Supplied information
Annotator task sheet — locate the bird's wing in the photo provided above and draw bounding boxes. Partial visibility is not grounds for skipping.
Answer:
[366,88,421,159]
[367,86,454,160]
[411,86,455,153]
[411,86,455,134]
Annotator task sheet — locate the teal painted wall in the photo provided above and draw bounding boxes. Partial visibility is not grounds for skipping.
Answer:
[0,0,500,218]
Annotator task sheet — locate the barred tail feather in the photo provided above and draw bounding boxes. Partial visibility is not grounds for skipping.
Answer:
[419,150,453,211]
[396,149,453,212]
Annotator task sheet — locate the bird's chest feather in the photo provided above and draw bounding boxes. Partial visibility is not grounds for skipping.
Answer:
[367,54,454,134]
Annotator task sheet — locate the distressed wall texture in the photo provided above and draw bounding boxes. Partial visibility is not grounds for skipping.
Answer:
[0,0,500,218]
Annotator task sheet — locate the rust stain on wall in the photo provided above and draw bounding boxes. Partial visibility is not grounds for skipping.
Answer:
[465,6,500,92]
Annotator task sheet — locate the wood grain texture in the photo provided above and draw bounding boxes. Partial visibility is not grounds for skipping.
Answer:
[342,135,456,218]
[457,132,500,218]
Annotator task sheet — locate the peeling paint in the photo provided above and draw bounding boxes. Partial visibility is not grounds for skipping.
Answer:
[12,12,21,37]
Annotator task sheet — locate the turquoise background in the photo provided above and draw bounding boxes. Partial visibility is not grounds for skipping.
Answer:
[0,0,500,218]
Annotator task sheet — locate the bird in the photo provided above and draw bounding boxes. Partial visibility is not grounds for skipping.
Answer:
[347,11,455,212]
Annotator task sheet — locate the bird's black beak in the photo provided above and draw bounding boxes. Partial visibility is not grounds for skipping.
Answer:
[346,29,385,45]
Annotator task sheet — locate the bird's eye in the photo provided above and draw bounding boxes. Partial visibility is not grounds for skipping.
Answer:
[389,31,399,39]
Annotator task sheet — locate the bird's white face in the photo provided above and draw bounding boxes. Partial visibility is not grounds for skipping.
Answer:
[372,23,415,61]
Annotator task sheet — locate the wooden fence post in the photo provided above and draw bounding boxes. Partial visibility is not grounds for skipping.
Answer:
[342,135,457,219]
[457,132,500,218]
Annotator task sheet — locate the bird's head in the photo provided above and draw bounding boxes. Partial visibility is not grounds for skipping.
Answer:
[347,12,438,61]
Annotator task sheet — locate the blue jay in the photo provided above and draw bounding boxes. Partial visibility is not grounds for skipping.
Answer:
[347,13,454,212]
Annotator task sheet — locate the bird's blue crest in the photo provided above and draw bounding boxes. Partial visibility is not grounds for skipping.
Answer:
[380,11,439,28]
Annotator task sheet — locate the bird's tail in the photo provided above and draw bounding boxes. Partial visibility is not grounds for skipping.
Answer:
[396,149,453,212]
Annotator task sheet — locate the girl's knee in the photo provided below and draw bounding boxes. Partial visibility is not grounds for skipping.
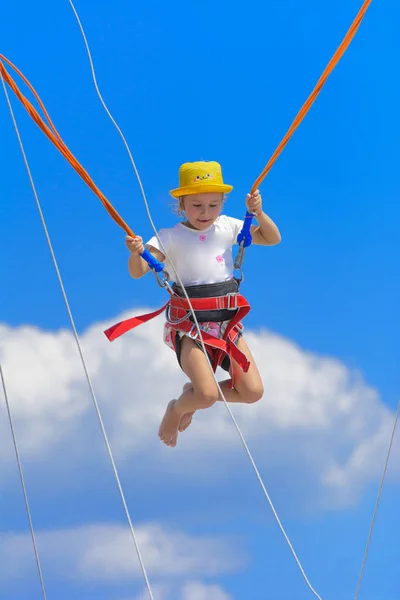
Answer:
[243,381,264,404]
[195,386,219,408]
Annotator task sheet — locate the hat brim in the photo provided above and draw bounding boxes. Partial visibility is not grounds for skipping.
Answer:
[170,183,233,198]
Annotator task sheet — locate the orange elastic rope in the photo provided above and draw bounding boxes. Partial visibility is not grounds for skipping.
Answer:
[0,0,372,224]
[0,54,135,237]
[251,0,372,193]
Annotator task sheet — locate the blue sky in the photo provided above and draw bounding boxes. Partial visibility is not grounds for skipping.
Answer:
[0,0,400,600]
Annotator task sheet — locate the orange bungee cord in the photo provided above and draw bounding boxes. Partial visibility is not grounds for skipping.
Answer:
[0,0,372,237]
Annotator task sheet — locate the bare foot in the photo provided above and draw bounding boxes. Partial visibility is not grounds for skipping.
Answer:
[158,400,181,448]
[179,383,195,432]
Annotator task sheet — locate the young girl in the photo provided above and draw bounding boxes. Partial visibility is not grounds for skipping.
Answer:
[126,162,281,447]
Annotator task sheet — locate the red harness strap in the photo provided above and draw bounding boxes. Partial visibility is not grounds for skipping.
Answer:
[104,294,250,382]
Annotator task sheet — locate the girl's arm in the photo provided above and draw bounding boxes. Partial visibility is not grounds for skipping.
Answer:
[125,235,165,279]
[246,190,281,246]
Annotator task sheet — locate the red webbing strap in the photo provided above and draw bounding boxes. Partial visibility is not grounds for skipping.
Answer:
[104,300,169,342]
[171,294,249,311]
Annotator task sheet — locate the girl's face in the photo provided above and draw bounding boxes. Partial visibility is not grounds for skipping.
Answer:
[181,192,224,230]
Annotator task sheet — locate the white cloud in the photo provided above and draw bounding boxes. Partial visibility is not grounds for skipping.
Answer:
[182,581,232,600]
[0,311,400,507]
[136,581,233,600]
[136,581,233,600]
[0,523,247,585]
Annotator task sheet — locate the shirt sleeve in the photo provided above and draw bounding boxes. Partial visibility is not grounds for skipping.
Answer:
[226,217,244,245]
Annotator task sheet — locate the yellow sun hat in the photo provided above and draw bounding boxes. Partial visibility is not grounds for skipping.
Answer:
[170,161,233,198]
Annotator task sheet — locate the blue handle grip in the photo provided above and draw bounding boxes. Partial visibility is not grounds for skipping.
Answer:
[237,211,254,248]
[140,249,164,273]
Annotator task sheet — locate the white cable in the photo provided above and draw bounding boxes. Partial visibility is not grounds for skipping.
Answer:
[0,364,47,600]
[68,0,321,600]
[0,72,154,600]
[354,402,400,600]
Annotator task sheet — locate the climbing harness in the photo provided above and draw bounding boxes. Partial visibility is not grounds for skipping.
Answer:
[104,279,250,388]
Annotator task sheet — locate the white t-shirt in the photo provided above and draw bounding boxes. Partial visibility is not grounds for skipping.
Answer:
[146,215,243,285]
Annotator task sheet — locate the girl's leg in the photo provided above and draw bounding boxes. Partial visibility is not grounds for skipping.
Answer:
[159,337,264,446]
[158,336,219,447]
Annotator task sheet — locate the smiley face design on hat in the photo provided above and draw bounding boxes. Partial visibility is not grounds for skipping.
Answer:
[193,173,214,183]
[170,161,232,198]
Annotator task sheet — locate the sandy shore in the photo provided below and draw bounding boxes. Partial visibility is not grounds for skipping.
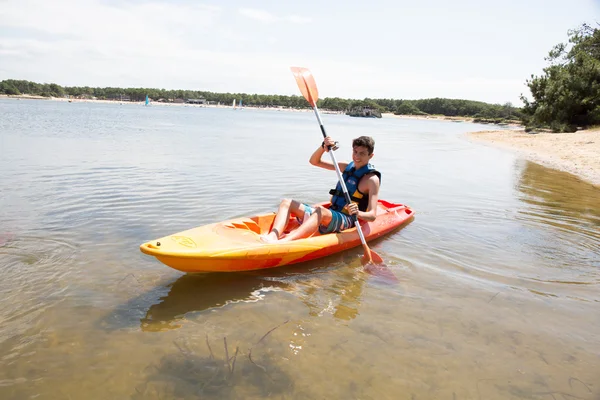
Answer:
[381,113,473,122]
[468,129,600,187]
[0,94,326,114]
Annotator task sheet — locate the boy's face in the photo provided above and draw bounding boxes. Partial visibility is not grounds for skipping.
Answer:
[352,146,373,169]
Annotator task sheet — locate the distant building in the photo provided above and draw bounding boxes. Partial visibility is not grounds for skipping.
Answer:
[186,97,206,104]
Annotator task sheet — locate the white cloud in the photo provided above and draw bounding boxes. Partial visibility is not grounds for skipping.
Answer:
[238,8,312,24]
[238,8,278,22]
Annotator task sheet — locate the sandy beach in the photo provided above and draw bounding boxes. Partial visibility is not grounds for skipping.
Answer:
[467,128,600,187]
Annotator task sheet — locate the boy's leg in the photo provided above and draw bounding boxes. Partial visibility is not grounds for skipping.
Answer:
[281,207,331,242]
[262,199,304,242]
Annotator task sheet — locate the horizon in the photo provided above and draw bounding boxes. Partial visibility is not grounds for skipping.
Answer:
[0,0,600,107]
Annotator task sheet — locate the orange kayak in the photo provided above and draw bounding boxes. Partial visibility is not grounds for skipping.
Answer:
[140,200,414,272]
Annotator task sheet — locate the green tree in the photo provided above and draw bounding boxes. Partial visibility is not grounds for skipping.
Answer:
[521,24,600,132]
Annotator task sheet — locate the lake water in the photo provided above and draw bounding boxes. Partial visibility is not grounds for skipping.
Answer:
[0,99,600,400]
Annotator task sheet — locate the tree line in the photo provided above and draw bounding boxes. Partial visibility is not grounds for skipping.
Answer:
[521,24,600,132]
[0,24,600,132]
[0,79,520,119]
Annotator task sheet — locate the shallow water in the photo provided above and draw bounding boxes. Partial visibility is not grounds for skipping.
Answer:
[0,100,600,399]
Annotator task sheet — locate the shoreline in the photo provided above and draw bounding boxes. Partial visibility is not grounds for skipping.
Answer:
[0,94,332,114]
[466,128,600,188]
[0,94,521,122]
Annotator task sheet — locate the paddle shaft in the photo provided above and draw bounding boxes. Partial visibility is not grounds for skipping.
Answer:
[313,102,367,246]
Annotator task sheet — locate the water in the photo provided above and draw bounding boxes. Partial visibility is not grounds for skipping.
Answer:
[0,100,600,399]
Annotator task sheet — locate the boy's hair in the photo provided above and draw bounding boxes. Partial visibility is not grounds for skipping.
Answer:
[352,136,375,155]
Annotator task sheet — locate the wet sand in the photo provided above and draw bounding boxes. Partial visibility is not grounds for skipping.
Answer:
[467,128,600,187]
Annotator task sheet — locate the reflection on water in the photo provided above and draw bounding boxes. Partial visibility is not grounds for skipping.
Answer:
[0,100,600,400]
[139,253,377,332]
[141,274,288,331]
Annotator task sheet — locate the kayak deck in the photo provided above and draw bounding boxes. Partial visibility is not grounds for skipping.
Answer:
[140,200,414,272]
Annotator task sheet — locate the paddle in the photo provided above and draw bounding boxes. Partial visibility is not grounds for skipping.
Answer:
[290,67,383,265]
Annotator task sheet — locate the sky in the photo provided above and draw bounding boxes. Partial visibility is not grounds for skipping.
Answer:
[0,0,600,105]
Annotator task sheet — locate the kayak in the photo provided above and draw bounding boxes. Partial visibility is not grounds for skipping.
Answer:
[140,200,414,272]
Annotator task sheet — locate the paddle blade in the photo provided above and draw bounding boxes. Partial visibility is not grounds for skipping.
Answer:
[361,248,398,284]
[290,67,319,107]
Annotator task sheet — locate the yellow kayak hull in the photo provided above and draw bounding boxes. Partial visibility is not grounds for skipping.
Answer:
[140,200,414,272]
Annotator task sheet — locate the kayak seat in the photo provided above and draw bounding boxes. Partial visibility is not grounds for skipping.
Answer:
[224,219,261,235]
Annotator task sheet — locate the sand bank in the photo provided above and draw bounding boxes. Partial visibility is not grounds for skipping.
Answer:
[467,129,600,187]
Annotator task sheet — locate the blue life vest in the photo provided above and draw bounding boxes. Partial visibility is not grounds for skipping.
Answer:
[329,161,381,211]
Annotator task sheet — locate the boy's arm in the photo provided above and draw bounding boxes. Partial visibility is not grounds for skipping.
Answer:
[357,175,379,222]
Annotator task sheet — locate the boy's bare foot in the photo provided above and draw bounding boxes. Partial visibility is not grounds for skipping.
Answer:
[259,232,279,243]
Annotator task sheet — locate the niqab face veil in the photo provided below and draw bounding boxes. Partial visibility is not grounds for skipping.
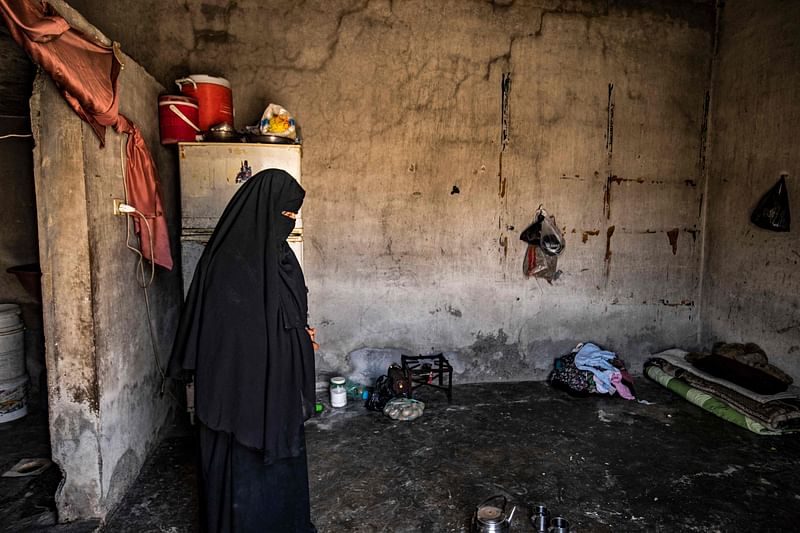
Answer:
[169,169,315,461]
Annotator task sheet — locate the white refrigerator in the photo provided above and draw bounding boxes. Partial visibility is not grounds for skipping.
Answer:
[178,143,303,296]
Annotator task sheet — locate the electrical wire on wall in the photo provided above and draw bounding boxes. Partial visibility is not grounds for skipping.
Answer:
[118,135,167,396]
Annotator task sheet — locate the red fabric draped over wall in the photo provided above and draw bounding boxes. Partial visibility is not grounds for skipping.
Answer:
[0,0,172,270]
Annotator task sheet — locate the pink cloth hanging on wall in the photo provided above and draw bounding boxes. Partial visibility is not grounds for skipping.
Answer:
[0,0,172,270]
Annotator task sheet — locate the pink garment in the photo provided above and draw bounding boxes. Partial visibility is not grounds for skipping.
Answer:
[611,372,636,400]
[0,0,172,270]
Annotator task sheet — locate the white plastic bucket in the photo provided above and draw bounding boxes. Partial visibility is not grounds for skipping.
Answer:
[0,304,25,382]
[0,374,29,424]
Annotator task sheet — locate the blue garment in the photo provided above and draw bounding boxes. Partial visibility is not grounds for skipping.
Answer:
[575,342,619,394]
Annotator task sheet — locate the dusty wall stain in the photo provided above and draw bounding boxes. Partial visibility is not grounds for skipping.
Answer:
[667,228,680,255]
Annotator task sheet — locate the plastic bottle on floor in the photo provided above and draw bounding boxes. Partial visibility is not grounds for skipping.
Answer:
[344,379,369,400]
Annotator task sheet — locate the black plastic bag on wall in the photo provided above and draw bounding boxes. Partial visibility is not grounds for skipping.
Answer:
[750,176,791,231]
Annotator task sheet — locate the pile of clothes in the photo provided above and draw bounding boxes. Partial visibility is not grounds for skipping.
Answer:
[548,342,636,400]
[644,343,800,435]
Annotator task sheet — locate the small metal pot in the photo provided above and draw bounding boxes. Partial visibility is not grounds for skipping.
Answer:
[472,494,517,533]
[203,122,241,142]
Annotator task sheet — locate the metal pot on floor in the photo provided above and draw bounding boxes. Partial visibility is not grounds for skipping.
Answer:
[472,494,517,533]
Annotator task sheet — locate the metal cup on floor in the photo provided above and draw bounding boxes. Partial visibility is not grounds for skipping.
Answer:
[547,516,569,533]
[531,505,550,533]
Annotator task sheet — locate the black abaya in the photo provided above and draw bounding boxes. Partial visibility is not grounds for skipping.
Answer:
[170,169,315,532]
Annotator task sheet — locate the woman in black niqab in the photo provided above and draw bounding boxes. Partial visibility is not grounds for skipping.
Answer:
[169,169,315,532]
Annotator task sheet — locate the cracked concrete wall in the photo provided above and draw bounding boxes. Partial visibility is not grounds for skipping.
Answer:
[703,0,800,381]
[72,0,715,382]
[31,59,181,521]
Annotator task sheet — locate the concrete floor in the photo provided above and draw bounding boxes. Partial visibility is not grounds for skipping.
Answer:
[0,378,800,533]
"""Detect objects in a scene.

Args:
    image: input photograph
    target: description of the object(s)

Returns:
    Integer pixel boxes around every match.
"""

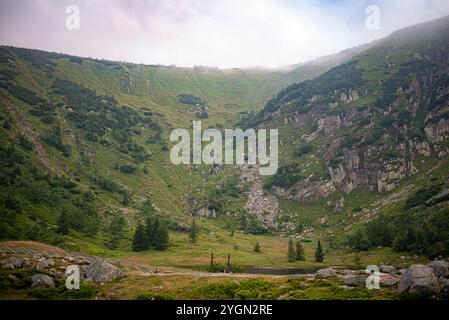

Aim of the task
Output the stretch from the line containing "Annotator task sheet — locate the red webbing" through the line containing "[0,94,326,114]", both lines included, reproducing the rows verbatim. Omit any pictures from the output.

Solution
Annotator task sheet — locate the red webbing strap in the photo provided above and draw bounding boxes. Partial visibility is not grounds for skipping.
Answer:
[104,300,169,342]
[171,294,249,311]
Annotator task sheet — locate the girl's face in the photo provided above and draw bounding boxes. Partial visibility is not grounds for skipping.
Answer:
[181,192,224,230]
Annotator task sheet — locate the white cloud in the photo provided above and draw bounding boxes. Partial visibility is not grounds for skipping.
Answer:
[182,581,232,600]
[0,311,400,507]
[136,581,233,600]
[136,581,233,600]
[0,523,247,585]
Annotator task sheet — locate the shirt sleeve in the photo provided above and draw bounding boxes. Partial visibility is not grounds for skipping.
Answer:
[226,217,244,245]
Annotator task sheet — locate the yellow sun hat in the photo provided above and draw bounding boxes. Partial visibility is not grounds for skipping.
Answer:
[170,161,233,198]
Annotator task sheet — locate the blue handle grip in the photo provided above and draw bounding boxes. Partial visibility is not grounds for skipping.
Answer:
[237,211,254,248]
[140,249,164,273]
Annotator task sheet — locate the white cable in the photo provided above and draw bounding boxes. Partial visibility is not grounds for skipping.
Answer:
[0,364,47,600]
[68,0,321,600]
[0,72,154,600]
[354,402,400,600]
Annotator task sheet — locate the climbing harness in the photo provided above and draw bounding boxes. Partial visibility is not grounds for skipping.
Answer:
[104,279,250,388]
Annotator task sheet — locate the white t-shirt in the photo provided above and draw bounding boxes. Partial visibility is not grounds for skipping.
Answer:
[146,215,243,285]
Annotator task sheet — locate the girl's leg in the photo provided above and draw bounding boxes. Partial visibility is not grounds for skipping.
Answer:
[159,337,264,446]
[158,336,219,447]
Annotator task sheet — locate the smiley face design on hat in the photo provided above and draw bounding boxes. Partial visibility is not grounds for skipping.
Answer:
[193,173,214,183]
[170,161,232,198]
Annotator task sheet — locate the sandy shore in the photo provided below and draw bounding boxes. Partial visibility is not grounds for skipping.
Answer:
[381,113,473,122]
[468,129,600,187]
[0,94,326,114]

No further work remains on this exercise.